WHAT IS REQUIRED
Rewrite the items below, replacing "thickest part" with "widest part" everywhere and leaving everything else unchanged.

Location identification entries
===

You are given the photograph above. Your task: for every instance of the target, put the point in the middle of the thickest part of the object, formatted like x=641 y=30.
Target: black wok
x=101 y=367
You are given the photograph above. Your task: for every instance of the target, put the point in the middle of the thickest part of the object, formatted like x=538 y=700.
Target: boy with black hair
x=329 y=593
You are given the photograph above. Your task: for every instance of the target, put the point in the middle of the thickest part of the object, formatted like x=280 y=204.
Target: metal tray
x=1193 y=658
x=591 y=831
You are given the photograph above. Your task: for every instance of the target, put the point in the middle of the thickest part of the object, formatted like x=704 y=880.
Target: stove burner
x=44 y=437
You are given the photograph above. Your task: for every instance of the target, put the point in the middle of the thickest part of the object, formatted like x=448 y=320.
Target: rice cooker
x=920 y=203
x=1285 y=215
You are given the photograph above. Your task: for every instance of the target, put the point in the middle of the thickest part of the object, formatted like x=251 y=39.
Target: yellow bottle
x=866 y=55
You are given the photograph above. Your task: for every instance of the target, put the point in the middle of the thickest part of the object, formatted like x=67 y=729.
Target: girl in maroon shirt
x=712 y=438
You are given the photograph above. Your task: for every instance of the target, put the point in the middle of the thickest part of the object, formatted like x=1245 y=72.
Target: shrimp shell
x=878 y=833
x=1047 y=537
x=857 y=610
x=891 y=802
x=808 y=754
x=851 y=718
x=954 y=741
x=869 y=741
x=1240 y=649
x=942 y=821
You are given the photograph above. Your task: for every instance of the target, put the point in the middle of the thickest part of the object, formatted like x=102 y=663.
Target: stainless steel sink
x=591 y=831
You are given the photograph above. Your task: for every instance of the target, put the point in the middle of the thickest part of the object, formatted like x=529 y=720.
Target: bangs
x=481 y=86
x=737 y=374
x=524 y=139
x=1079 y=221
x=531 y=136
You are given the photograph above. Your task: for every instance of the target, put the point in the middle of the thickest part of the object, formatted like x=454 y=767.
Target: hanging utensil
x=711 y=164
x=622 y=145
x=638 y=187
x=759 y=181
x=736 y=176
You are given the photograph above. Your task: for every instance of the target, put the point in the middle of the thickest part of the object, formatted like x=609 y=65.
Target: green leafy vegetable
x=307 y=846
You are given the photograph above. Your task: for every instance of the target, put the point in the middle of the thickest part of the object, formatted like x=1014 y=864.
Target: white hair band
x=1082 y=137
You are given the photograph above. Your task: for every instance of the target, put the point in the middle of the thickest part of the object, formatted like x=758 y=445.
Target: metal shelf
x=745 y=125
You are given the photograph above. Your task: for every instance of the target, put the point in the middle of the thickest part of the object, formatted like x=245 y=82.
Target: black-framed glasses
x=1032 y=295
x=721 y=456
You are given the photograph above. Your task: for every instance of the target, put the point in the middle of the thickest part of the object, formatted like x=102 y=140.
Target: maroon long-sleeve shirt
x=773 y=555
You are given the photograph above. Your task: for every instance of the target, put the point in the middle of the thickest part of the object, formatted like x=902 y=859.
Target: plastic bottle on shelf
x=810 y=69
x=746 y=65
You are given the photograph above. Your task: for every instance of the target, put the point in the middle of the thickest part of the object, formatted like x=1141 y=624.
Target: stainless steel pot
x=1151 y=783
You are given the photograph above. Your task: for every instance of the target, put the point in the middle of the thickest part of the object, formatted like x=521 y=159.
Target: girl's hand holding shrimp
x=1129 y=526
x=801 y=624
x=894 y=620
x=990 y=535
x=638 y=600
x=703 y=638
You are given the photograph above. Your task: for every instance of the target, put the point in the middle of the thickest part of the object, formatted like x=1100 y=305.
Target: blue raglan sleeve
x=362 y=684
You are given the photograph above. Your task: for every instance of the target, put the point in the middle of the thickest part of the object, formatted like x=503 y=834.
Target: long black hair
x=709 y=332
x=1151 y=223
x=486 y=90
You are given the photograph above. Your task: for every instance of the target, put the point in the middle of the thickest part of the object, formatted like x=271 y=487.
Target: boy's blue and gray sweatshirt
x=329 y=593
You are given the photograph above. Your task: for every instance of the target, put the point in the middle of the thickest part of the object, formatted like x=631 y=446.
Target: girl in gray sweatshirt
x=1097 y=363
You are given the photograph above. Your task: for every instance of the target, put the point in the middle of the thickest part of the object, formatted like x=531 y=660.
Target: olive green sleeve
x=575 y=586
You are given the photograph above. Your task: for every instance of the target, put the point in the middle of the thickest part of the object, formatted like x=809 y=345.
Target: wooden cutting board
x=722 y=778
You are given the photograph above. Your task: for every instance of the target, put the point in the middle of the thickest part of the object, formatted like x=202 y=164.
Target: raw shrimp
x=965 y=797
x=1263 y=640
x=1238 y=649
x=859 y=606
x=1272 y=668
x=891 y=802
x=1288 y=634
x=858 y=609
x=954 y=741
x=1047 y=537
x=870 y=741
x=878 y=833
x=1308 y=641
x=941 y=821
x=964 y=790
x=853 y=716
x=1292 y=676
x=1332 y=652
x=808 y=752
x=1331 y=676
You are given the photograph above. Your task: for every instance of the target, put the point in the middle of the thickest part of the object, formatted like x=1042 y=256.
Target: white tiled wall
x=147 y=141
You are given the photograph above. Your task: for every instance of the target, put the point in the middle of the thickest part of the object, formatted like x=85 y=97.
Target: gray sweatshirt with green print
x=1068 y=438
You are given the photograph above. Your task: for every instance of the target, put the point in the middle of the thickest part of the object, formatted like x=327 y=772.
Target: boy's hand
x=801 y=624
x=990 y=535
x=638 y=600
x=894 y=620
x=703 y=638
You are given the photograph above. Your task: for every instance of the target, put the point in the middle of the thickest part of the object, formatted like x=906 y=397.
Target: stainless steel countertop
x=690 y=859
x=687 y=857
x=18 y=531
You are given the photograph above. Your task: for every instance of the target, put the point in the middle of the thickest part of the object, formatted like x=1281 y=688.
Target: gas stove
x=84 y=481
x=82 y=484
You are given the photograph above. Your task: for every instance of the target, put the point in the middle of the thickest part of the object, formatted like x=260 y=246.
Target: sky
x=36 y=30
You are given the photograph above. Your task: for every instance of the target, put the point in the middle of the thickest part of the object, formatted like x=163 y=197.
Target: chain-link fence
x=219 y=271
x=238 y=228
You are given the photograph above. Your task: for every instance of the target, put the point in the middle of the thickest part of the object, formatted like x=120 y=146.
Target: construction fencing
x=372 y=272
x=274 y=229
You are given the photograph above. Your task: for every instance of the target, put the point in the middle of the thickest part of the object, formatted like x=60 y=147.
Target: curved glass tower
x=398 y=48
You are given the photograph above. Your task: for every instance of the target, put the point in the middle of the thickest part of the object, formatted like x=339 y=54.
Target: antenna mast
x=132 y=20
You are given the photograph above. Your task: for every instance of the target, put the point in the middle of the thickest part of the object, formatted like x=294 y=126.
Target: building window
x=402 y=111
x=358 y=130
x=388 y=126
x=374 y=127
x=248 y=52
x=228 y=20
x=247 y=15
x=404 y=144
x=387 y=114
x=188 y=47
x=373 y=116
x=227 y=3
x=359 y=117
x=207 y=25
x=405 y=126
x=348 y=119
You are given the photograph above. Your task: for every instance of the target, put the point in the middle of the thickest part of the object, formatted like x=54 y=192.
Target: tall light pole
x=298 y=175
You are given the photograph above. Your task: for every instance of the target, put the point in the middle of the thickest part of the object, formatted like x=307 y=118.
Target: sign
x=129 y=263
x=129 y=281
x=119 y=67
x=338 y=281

===

RESPONSE
You are given the photograph above. Your task: for every instance of the target, put the point in the middle of the widest part of the object, formatted like x=641 y=30.
Target: black wok
x=101 y=367
You are given the photograph above. Your task: for every instance of the target, put the point in the middle of the widest part of the object, formatted like x=538 y=700.
Target: boy with black hair
x=329 y=593
You are given the photograph above. Your task: for every instance of the target, put the point in the middle of the widest part of the object, formatted like x=280 y=204.
Target: metal tray
x=1193 y=658
x=591 y=831
You are given the photograph above. Your task: for every instance of the target, put the point in the middle of the widest part of the object, formatted like x=704 y=880.
Target: stove burner
x=44 y=437
You are given the photograph above. Your task: for every instance of the target, put the point in the middle of the widest part of the object, formatted like x=448 y=320.
Target: rice cooker
x=920 y=203
x=1285 y=215
You are given the photograph above. Your task: for every instance of the target, put the point in the middle of the widest part of the object, formatted like x=251 y=39.
Target: yellow bottle
x=866 y=55
You are given the photograph above. Your task: for every instance of the target, put the point in the middle of the widest part of the object, formatted like x=67 y=729.
Target: girl in maroon shirt
x=712 y=438
You are given the photograph above. Your task: for every instance of the target, put the point in the middle of the widest part of the object, formatted like x=1245 y=72.
Target: shrimp shell
x=878 y=833
x=1047 y=537
x=857 y=610
x=891 y=802
x=808 y=754
x=851 y=718
x=954 y=741
x=869 y=741
x=1240 y=649
x=942 y=821
You are given the photograph above. Your task: for every instance of the target, put the point in the middle of the widest part of the object, formatted like x=102 y=663.
Target: stainless steel sink
x=591 y=831
You are given the photograph above. Your task: for every instance of the target, put the point in the middle of the widest part of the object, formatted like x=529 y=720.
Target: bangs
x=481 y=86
x=737 y=374
x=524 y=139
x=1079 y=221
x=531 y=136
You are given the photograph above. Your task: for every instance of the target, put the point in the middle of the widest part of the object, formatted like x=454 y=767.
Target: hanging utensil
x=711 y=164
x=622 y=145
x=638 y=187
x=759 y=181
x=736 y=176
You are given the photograph above. Your task: for every instance of the target, put the point in the middle of the widest part of the object, formatted like x=609 y=65.
Target: green leafy vegetable
x=307 y=846
You are given the photograph above. Your task: for every instance of the target, put the point in the middle of the widest part of the object, formatted like x=1014 y=864.
Target: white hair band
x=1082 y=137
You are given the photograph above. Your task: for every instance of the target, put the point in the middle of the widest part of the object, formatted like x=758 y=445.
Target: metal shelf
x=745 y=125
You are given the photograph above. Your task: for every instance of the target, put the point in the middle of the widest part of the object, formatted like x=245 y=82.
Target: black-framed glasses
x=1032 y=295
x=721 y=456
You are given the photograph above. Your task: for every instance of the target, put the point in the middle of the widest part of the object, formatted like x=102 y=140.
Target: maroon long-sleeve shirt
x=773 y=555
You are given the photograph above. Your task: for every instance of the target, put the point in the middle of the widest part of the object, formatted like x=902 y=859.
Target: plastic bottle on shelf
x=810 y=69
x=746 y=65
You are given the photograph above. Your task: for every instance of the target, put the point in the middle of the widest part of the object, formatted like x=1141 y=624.
Target: stainless steel pot
x=1151 y=783
You are given the photograph above. Your task: for every instance of the target, put the point in the middle of the widest part of the object, formatted like x=521 y=159.
Target: girl's hand holding shrimp
x=1129 y=526
x=801 y=624
x=894 y=620
x=990 y=535
x=638 y=600
x=703 y=638
You are given the photograph above. Your task: for every instance of the target, put the point in the middle of the widest part of the object, formatted like x=1100 y=305.
Target: blue raglan sleeve
x=362 y=684
You are given the photograph above. Your task: for every instance of the target, put the point in the middle of the widest part of the object, formatted like x=503 y=834.
Target: long black hair
x=709 y=332
x=1151 y=223
x=486 y=90
You are given the photograph above. Your task: for every instance of the target, put the point in the middle of the widest part of the object, formatted like x=271 y=487.
Target: boy's blue and gray sweatshirt
x=329 y=593
You are given the photograph above. Your task: for every instance of the target, put the point in the middle of the widest part of the object, formatted like x=631 y=446.
Target: girl in gray sweatshirt
x=1097 y=363
You are given the photograph above. Your task: for every instance of the target, put the point in the middle of the widest part of the object, formatted like x=531 y=660.
Target: olive green sleeve
x=575 y=586
You are given the photograph above. Your task: for every instance of the target, put the point in the middle of the widest part of the object, formatted like x=809 y=345.
Target: wooden cutting board
x=722 y=778
You are given the photograph above. Your task: for every instance of the target, put the point in the middle of the widest part of the object, formatted like x=202 y=164.
Target: raw shrimp
x=965 y=797
x=1263 y=640
x=1238 y=649
x=859 y=606
x=1272 y=668
x=891 y=802
x=1288 y=634
x=858 y=609
x=954 y=741
x=1047 y=537
x=870 y=741
x=878 y=833
x=1308 y=641
x=941 y=821
x=964 y=790
x=853 y=716
x=1292 y=676
x=1332 y=652
x=808 y=752
x=1331 y=676
You are given the photograph above. Your task: for every instance of the target, put the point in the middle of the widest part of the object, formatted like x=1042 y=256.
Target: white tiled wall
x=147 y=141
You are given the photograph above. Your task: for every instance of the target, put the point in the middle of the widest part of the object, formatted like x=85 y=97.
Target: gray sweatshirt with green print
x=1068 y=438
You are given the photograph above. Your task: for every instance of the target, put the point in the middle of the widest part of the object, formatted like x=327 y=772.
Target: boy's hand
x=801 y=624
x=990 y=535
x=638 y=600
x=894 y=620
x=703 y=638
You are given the photograph above. Your task: for every instance of the target, put the point in the middle of the widest part of the object, formatted like x=906 y=397.
Target: stainless steel countertop
x=690 y=859
x=687 y=857
x=18 y=531
You are given the photograph above. Your task: for every instance of the target, put the point in the middle of the widest part of the object, formatted like x=1281 y=688.
Target: gas stove
x=84 y=481
x=82 y=484
You are given the photograph above. Your task: for every instance of the target, put the point in the middle of the widest part of the object, formatted like x=260 y=246.
Target: sky
x=36 y=30
You are given the photograph above. Your task: for every instance of the target, put the point in the middle of the widest part of the object, formatted like x=163 y=197.
Target: chain-link fence
x=219 y=271
x=238 y=228
You are given the photograph above. Your task: for every instance of the target, put the point in the middle of the widest part of the object, formatted like x=120 y=146.
Target: construction fencing
x=372 y=272
x=274 y=229
You are given the photograph above. Your task: for every instance of the target, put the point in the middle of the widest part of the object, formatted like x=60 y=147.
Target: curved glass tower
x=398 y=48
You are given the photograph above. Your task: for every instance of the target, put the point in the middle of the widest part of the object, formatted like x=339 y=54.
Target: antenna mast
x=132 y=20
You are given the photograph above. Your task: for every instance of the target, put the point in the middle of the widest part of the object, formatted like x=294 y=126.
Target: building window
x=402 y=111
x=358 y=130
x=388 y=126
x=374 y=127
x=248 y=52
x=228 y=20
x=247 y=15
x=404 y=144
x=387 y=114
x=188 y=47
x=373 y=116
x=227 y=3
x=359 y=117
x=207 y=25
x=405 y=126
x=348 y=119
You are given the photograph above. Your task: for every instance of the target, put the point in the middle of the widest part of the object, formatted like x=54 y=192.
Target: tall light pole
x=298 y=175
You are given the photograph above. Your task: for every instance of the target, put the point in the middle of the widest part of the object, formatted like x=307 y=118.
Target: sign
x=129 y=263
x=129 y=281
x=119 y=67
x=338 y=281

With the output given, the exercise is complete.